What is needed: Each entry below is to be printed verbatim.

Input records:
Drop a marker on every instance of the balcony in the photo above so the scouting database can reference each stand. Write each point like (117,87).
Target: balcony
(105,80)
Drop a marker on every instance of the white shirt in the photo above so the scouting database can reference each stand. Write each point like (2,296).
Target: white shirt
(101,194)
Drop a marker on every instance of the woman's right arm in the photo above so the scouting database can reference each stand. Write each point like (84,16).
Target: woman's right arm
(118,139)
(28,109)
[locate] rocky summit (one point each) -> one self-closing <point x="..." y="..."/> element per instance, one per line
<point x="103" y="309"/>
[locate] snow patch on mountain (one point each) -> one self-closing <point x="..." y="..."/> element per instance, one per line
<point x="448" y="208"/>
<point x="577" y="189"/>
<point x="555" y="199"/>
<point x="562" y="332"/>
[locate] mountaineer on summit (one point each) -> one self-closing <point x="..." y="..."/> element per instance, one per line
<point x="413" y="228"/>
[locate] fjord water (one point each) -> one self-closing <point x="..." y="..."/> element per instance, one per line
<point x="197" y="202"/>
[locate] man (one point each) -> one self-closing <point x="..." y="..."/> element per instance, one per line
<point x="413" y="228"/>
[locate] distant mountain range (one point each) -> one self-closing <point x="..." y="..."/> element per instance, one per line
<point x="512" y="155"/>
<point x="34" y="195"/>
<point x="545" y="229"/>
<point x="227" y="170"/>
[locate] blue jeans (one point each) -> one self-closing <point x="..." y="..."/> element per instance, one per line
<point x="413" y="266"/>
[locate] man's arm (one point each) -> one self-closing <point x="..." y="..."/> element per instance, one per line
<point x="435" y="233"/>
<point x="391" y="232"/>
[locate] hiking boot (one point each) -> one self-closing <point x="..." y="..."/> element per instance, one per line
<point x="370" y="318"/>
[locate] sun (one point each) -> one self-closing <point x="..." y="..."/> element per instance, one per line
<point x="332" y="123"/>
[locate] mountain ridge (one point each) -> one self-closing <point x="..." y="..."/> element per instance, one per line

The solution:
Drop a marker on every instance of the balcony in the photo above so the scouting database can reference each stand. Write each point like (117,87).
Target: balcony
(105,80)
Drop a marker on every instance of the white shirt in the photo above so the scouting database can reference each stand. Write each point like (2,296).
Target: white shirt
(101,194)
Drop a marker on every instance of the woman's right arm in the photo above so the scouting database can reference each stand. Write each point like (84,16).
Target: woman's right arm
(118,139)
(28,109)
[locate] rocky summit (one point each) -> one self-closing <point x="..." y="..."/> element per instance, one per line
<point x="103" y="309"/>
[locate] snow patch on mountain (one point each) -> one self-closing <point x="..." y="..."/> element per instance, one per line
<point x="448" y="208"/>
<point x="577" y="189"/>
<point x="555" y="199"/>
<point x="562" y="332"/>
[locate] mountaineer on summit (one point each) -> one self-closing <point x="..." y="..."/> element per instance, one per line
<point x="413" y="228"/>
[locate] fjord water (one point each) -> one self-closing <point x="..." y="..."/> element per instance, one per line
<point x="197" y="202"/>
[locate] man (one point each) -> one self-closing <point x="..." y="..."/> element per instance, one per line
<point x="413" y="228"/>
[locate] distant mountain range (one point each) -> one self-closing <point x="..." y="..."/> element per instance, one per line
<point x="512" y="155"/>
<point x="34" y="195"/>
<point x="545" y="229"/>
<point x="227" y="170"/>
[locate] blue jeans (one point each) -> one self-closing <point x="..." y="..."/> element per instance, one per line
<point x="413" y="266"/>
[locate] man's arm (one point each) -> one self-closing <point x="..." y="..."/> element per instance, one per line
<point x="435" y="233"/>
<point x="391" y="232"/>
[locate] hiking boot (one point each) -> one self-closing <point x="..." y="..."/> element per instance, one per line
<point x="370" y="318"/>
[locate] sun (one point each) -> one self-closing <point x="..." y="..."/> element per instance, one per line
<point x="332" y="123"/>
[locate] mountain ridge (one point each) -> one self-closing <point x="..." y="..."/> element per instance, one per line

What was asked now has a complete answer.